Directions
Tally the lines in the records below that contain the word "blue", and reply with only that number.

Given data
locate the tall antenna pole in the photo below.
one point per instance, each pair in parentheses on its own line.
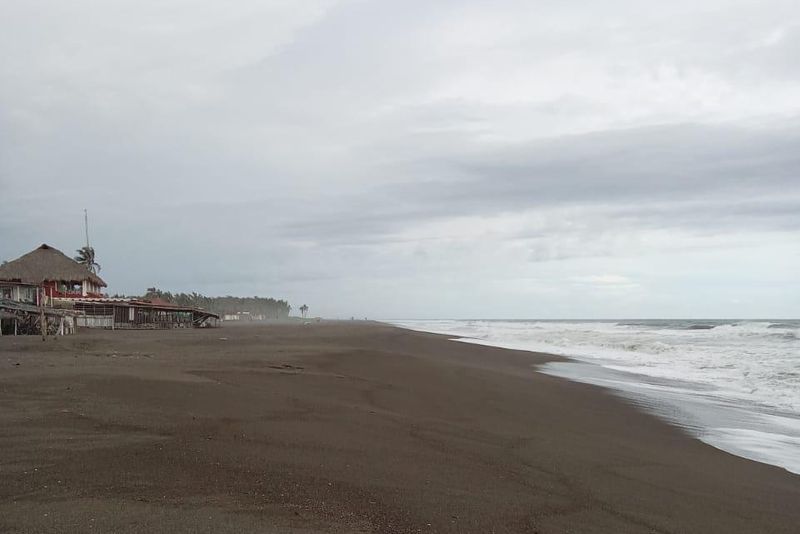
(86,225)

==

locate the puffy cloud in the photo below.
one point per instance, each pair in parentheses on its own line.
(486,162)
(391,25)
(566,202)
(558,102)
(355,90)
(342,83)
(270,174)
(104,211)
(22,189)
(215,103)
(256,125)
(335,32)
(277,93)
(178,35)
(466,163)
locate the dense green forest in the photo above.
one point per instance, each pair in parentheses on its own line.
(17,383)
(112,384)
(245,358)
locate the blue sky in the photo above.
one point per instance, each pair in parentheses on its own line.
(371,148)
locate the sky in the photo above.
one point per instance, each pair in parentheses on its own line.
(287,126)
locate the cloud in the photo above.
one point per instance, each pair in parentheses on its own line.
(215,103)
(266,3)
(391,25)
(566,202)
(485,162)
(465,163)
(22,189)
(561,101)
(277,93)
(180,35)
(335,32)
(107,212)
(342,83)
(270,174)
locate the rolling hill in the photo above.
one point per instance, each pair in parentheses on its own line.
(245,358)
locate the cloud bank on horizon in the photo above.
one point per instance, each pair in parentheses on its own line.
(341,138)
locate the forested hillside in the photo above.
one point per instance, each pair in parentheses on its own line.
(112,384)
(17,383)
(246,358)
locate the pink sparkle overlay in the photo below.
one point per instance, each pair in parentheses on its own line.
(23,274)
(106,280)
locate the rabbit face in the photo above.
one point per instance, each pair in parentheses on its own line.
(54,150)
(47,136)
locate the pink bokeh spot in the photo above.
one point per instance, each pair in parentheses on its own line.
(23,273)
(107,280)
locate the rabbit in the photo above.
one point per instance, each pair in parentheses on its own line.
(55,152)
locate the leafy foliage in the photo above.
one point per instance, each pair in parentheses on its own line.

---

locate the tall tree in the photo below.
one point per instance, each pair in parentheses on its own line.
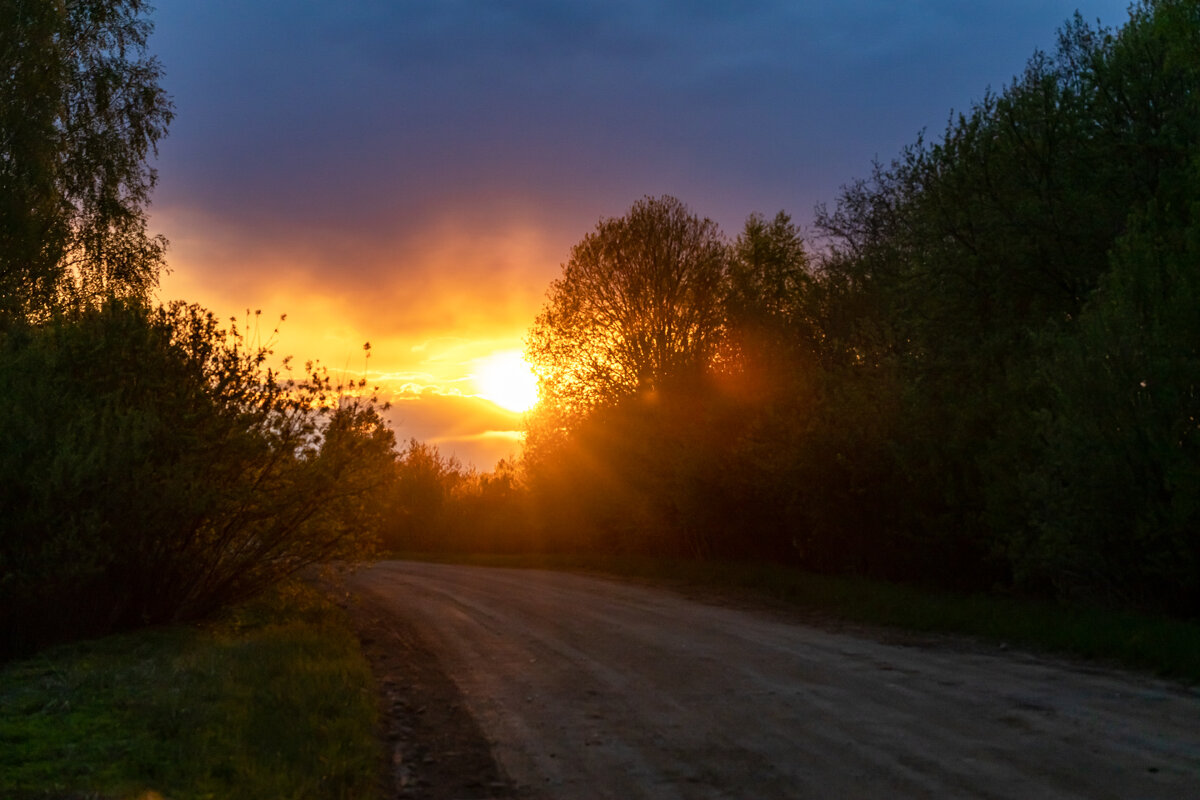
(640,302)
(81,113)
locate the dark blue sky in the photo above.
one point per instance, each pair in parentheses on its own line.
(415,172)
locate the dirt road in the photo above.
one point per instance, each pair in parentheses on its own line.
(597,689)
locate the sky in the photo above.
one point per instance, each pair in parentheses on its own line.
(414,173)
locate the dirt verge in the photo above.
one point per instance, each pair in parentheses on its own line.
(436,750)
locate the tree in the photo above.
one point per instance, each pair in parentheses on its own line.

Exercise output
2